_ACTION ITEM_
If a line in the records below contains the word "white", copy it out.

_RECORDED INFORMATION_
= Beginning of Section =

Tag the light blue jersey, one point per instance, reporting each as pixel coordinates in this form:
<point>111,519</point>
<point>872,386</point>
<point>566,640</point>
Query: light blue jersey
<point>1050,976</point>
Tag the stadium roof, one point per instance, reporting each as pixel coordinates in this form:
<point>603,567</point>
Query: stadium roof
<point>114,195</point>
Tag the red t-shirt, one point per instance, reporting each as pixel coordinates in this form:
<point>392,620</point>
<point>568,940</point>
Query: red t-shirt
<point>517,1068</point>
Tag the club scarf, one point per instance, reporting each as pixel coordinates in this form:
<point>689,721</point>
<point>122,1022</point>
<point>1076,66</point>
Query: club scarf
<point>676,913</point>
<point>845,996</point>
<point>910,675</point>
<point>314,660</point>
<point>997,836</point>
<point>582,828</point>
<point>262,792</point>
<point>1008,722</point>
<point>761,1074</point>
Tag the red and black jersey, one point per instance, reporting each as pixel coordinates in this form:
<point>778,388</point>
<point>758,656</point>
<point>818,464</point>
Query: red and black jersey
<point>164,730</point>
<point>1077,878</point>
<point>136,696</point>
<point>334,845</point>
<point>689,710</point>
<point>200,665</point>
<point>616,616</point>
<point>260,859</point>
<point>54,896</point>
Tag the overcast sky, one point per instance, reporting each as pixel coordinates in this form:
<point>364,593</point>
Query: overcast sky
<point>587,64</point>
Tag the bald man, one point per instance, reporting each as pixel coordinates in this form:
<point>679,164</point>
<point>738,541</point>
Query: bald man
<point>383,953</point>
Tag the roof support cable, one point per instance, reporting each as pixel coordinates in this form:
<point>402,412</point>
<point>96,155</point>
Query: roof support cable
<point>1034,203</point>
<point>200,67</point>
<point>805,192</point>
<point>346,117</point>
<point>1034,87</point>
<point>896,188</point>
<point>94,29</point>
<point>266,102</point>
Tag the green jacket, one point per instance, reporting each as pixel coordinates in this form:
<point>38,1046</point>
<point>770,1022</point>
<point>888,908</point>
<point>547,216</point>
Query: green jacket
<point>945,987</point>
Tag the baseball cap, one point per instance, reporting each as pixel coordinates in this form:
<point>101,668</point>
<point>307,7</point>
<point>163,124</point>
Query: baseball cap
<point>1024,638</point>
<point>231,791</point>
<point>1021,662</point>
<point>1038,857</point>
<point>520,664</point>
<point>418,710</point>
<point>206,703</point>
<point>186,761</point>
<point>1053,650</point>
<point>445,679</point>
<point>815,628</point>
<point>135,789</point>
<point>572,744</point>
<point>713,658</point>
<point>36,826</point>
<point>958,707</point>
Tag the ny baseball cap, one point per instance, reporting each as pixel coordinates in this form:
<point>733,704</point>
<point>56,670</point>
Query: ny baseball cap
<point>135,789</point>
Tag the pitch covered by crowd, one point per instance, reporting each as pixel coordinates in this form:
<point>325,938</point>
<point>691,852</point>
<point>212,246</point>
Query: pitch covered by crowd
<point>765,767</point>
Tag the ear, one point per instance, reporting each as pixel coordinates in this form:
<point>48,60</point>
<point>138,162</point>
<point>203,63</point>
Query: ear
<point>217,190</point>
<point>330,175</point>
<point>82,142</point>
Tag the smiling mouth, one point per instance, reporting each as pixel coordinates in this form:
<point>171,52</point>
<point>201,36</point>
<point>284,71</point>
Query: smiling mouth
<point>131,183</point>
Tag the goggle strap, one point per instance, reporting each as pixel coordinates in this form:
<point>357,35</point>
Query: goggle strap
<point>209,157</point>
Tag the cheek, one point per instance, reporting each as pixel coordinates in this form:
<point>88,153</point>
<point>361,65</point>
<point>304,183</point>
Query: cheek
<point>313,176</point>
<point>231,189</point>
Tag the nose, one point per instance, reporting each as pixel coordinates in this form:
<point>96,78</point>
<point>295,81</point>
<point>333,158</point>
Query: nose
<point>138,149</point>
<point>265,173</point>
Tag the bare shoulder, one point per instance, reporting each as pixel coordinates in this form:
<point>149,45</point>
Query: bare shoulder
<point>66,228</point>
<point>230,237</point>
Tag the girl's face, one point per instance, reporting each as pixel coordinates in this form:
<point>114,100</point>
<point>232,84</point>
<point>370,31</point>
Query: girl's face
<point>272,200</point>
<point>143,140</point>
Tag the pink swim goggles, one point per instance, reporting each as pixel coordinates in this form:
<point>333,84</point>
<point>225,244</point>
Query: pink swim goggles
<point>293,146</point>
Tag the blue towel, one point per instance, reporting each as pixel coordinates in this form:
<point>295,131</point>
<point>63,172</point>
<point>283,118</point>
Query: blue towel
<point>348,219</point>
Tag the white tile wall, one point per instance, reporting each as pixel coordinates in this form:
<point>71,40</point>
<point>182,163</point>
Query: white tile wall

= End of Section =

_REPLY TO THE EXERCISE_
Tag the white tile wall, one point per instance, reporting each as pixel coordinates in this form:
Query: white tile wall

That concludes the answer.